Source text
◆ ◆ ◆ ◆ ◆

Reputation: 103
I´m getting started with powershell and my knowledge is very poor right now. I have this .log file which looks like the following:
18.7.2017 12:59:15 Starting thread: KEYWORD1
18.7.2017 12:59:33 Thread finished; ... KEYWORD1
18.7.2017 13:32:19 Starting thread: KEYWORD2
18.7.2017 13:34:8 Thread finished;... KEYWORD2
I want to find out now, if every thread that started, has also been finished. If there is an unfinished thread I want to compare the timestamp with the current time.
I thought a hashtable would do the trick and that is what i came up with:
foreach($line in Get-Content $sourceDirectory)
{
if($line -like "*Starting thread*")
{
$arrStart = $line -split ' '
$startThreads=$arrStart[$arrStart.Length-1]
$hashmap1 = @{$arrEnd[$arrEnd.Length-1] = $arrEnd[1]}
}
if($line -like "*Thread finished*")
{
$arrEnd = $line -split ' '
$hashmap2 = @{$arrEnd[$arrEnd.Length-1] = $arrEnd[1]}
$endThreads=($arrEnd[1]+" "+$arrEnd[$arrEnd.Length-1])
}
}
How is it possible to compare these two hashmaps now?
Upvotes: 3
Views: 1511
Reputation: 437648
JPBlanc recommends grouping the records in a comment on the question, and the Group-Object
cmdlet indeed offers a conceptually elegant solution:
Note: The assumption is that if a given keyword only has one entry, it is always the starting entry.
Select-String 'Starting thread:|Thread finished;' file.log |
Group-Object { (-split $_)[-1] } | Where-Object { $_.Count % 2 -eq 1 }
The Select-String
call extracts only the lines of interest (a thread starting, a thread finishing), using a regex (regular expression)

◆ ◆ ◆ ◆ ◆

Dataset section
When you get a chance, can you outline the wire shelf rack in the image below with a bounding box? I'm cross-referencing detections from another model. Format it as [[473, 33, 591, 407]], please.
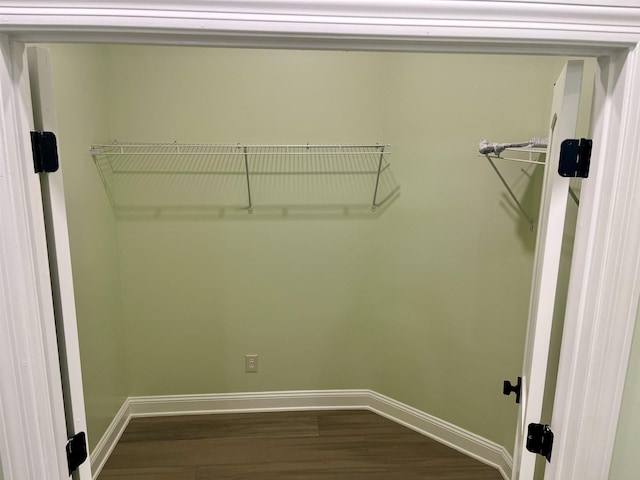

◆ ◆ ◆ ◆ ◆

Task brief
Write the next part of the PowerShell forum discussion, picking up where it stops. The lines above have no connection to the PowerShell forum discussion.

Result of this task
The Group-Object
call groups the resulting lines by the last ([-1]
) whitespace-separated token (-split ...
) on each line ($_
), i.e., the keywords.
Where-Object
then returns only those resulting that have an odd number of entries, i.e., those that aren't paired, representing the started-but-not-finished threads.
This yields something like the following:
Count Name Group
----- ---- -----
1 KEYWORD3 {/Users/jdoe/file.log:5:28.8.2018 08:59:16 Starting thread: KEYWORD3}
This is probably not the format you want, but given that the outputs are objects, as is typical in PowerShell, you can easily process them to your liking programmatically.
Technically, the above command outputs [Microsoft.PowerShell.Commands.GroupInfo]
instances whose .Group
property in this case contains [Microsoft.PowerShell.Commands.MatchInfo]
instances, as output by Select-String
.
The following code extends the one above to produce custom output that reports how much time has elapsed since each unfinished thread has started:
$now = Get-Date
Select-String 'Starting thread:|Thread finished;' file.log |
Group-Object { (-split $_)[-1] } | Where-Object { $_.Count % 2 -eq 1 } | ForEach-Object {
foreach ($matchInfo in $_.Group) { # loop over started-only lines
$tokens = -split $matchInfo.Line # split into tokens by whitespace
$date, $time = $tokens[0..1] # extract date and time (first 2 tokens)
$keyword = $tokens[-1] # extract keyword (last token)
# Parse date+time into a [datetime] instance.
# Note: Depending on the current culture, [datetime]::Parse("$date $time") may do.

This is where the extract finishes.